EXERCISES >>
1/ Reproduce word for word the passage of the Standard Tap article that opens with "Since they’re serving" and closes with "stouts and IPAs.".
2/ Answer these questions using the Standard Tap article:
(a) Whom did Standard Tap hire as head chef in November?
(b) How many taps and hand pumps pour the beer?
(c) When is Happy Hour?

TEXT >>
---+---

Standard Tap’s menu changes daily, but when The Temple News visited late last month, the specials included eccentric dishes like smoked veal tongue with tonnato sauce and beef cheeks served over house-made gnocchi. Tonnato is a mayo-based sauce and is flavored with tuna.

Call it a step up from your typical “bar food” and a place you wouldn’t mind taking your parents.

“We try to do something a little more eclectic, a little more out of the box, and I’m an adventurous eater so that’s another reason I love working here,” said Gregg Gordon, who has managed the Northern Liberties tavern since May after three and a half years at Johnny Brenda’s in Fishtown.

He recommends the veal tongue.

In November, Standard Tap hired head chef Joel Mazigian, who has been butchering and aging meats in-house, which helps cut down on waste. That’s also led to the addition of items like dry-aged steak and stout-and-wine-braised brisket to what was once a seafood-heavy menu. Smelt fish, clams, oysters, mussels and prawns are still served.

For those less adventurous than Gordon, the bar’s 7-ounce Black Angus burger — served on a Brioche bun with Monterey Jack cheese, sliced onion and lettuce with a side of french fries — is up for a Philadelphia Magazine “Best of Philly” award. The roast pork sandwich and chicken pie are other staples.

Since they’re serving different dishes every day, Standard Tap doesn’t print menus. Instead they write the day’s menu and draught list on chalkboards hung throughout the polished-wood and brick space at 2nd and Poplar streets. Seating is available on a breezy, covered roof deck in warmer weather.

Besides the food, the beer — poured from 22 taps and two hand pumps — is shipped exclusively from craft breweries within 90 miles of Philadelphia. The draught changes often, but tends to have a sizable portion of flavorful stouts and IPAs.

Each week, Standard Tap features a different brewer and offers their brews at half price during Happy Hour, which is 4 to 6 p.m. Monday through Friday. Last week, the bar featured three beers from the Aston-based 2SP Brewery, including Dunkel AF, which 2SP brewed specifically for Standard Tap’s beer manager.

---+---

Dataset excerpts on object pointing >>
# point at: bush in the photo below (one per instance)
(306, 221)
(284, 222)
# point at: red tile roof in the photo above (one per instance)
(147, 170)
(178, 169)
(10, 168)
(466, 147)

---+---

EXERCISE RESPONSES >>
1/
Since they’re serving different dishes every day, Standard Tap doesn’t print menus. Instead they write the day’s menu and draught list on chalkboards hung throughout the polished-wood and brick space at 2nd and Poplar streets. Seating is available on a breezy, covered roof deck in warmer weather.

Besides the food, the beer — poured from 22 taps and two hand pumps — is shipped exclusively from craft breweries within 90 miles of Philadelphia. The draught changes often, but tends to have a sizable portion of flavorful stouts and IPAs.

2/
(a) Joel Mazigian
(b) 22 taps and two hand pumps
(c) 4 to 6 p.m., Monday through Friday